---- SELECTED PASSAGE

Pandas Comparison with R should discuss dcast as well as aggregate

The Comparison with R docs have a great section on how to go from R's aggregate function to Pandas's groupby, but as this StackOverflow question shows, there are similar but not identical problems going from R's dcast to Panda's groupby and aggregate.

I'm not sure exactly what the documentation should say here. (By the way, I'm also by no means sure that my answer to that question was the best one, so feel free to chime in there too…), just that maybe it should say something.

Comment From: jreback

oh, I answered you on SO.

this is just a reference/tutorial for someone coming from R who wants to know how to do dcast in pandas. You can put up your example almost exactly (though make sure its self-contained, so can be copy-pasted).

--------

* _DIRECTION A_:
Output the region outline records as a JSON list of strings, with one string for each line and blank lines left out.

---- DATA FOR THIS TASK

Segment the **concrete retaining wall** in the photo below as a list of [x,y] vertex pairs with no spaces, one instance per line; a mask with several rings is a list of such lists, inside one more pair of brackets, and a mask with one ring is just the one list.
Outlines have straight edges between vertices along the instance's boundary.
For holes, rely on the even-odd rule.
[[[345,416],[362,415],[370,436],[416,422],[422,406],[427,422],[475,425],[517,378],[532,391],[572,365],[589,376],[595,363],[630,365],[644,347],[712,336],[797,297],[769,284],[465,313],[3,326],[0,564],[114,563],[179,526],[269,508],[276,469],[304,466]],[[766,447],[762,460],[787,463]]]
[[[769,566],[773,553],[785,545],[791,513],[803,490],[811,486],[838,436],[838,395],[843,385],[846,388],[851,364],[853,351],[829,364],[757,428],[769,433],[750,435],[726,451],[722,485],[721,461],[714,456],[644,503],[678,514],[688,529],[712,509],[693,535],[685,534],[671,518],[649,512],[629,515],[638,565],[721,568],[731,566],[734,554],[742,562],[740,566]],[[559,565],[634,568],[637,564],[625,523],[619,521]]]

--------

* _DIRECTION B_:
Write what comes next in the thread about adding dcast to the pandas comparison with R.

* _FINAL RESULT A_:
[
  "Segment the **concrete retaining wall** in the photo below as a list of [x,y] vertex pairs with no spaces, one instance per line; a mask with several rings is a list of such lists, inside one more pair of brackets, and a mask with one ring is just the one list.",
  "Outlines have straight edges between vertices along the instance's boundary.",
  "For holes, rely on the even-odd rule.",
  "[[[345,416],[362,415],[370,436],[416,422],[422,406],[427,422],[475,425],[517,378],[532,391],[572,365],[589,376],[595,363],[630,365],[644,347],[712,336],[797,297],[769,284],[465,313],[3,326],[0,564],[114,563],[179,526],[269,508],[276,469],[304,466]],[[766,447],[762,460],[787,463]]]",
  "[[[769,566],[773,553],[785,545],[791,513],[803,490],[811,486],[838,436],[838,395],[843,385],[846,388],[851,364],[853,351],[829,364],[757,428],[769,433],[750,435],[726,451],[722,485],[721,461],[714,456],[644,503],[678,514],[688,529],[712,509],[693,535],[685,534],[671,518],[649,512],[629,515],[638,565],[721,568],[731,566],[734,554],[742,562],[740,566]],[[559,565],[634,568],[637,564],[625,523],[619,521]]]"
]

* _FINAL RESULT B_:
Comment From: onesandzeroes

Yeah, I'd say just add your SO answer as a separate section (with copy-paste reproducible data for both R and Python). You might want to point out the similarities to aggregate and tapply, but I'd say it's worth putting dcast in its own section. I liked the dcast/melt functions enough that I rarely used base R functions like aggregate, and I suspect others reading this section of the docs might be the same, i.e. more likely to find what they're looking for through a dcast header.

Comment From: 11rchitwood

Shouldn't the doc's comparison with R quick reference clarify where each R function comes from? As is, it contains it mixes base and dplyr functions. I suggest prefixing package names or changing to just base R code. Example from the second line in the table:

dplyr::slice(df, 1:10) # specifying that this function comes from dplyr
df[1:10, , .drop = FALSE] # or replace with base R equivalent

If keeping with dplyr, it might be better to do the full tidyverse comparison, since functionality from readr, tidyr, and other tidyverse packages are part of pandas. This would make using the magrittr pipe %>% a good idea.

df %>% slice(1:10)

This is more worth it when change functions together a la pandas method chaining.

Final thought: many useRs use the data.table package. Perhaps a pandas/data.table comparison is would be useful also?

Compliments to the authors as this is one of the best comparisons I have seen. For more base/dplyr comparisons see here.

Comment From: jreback

would certainly take updates for more idiomatic R as well as links to R api docs (meaning this could be multiple PRs)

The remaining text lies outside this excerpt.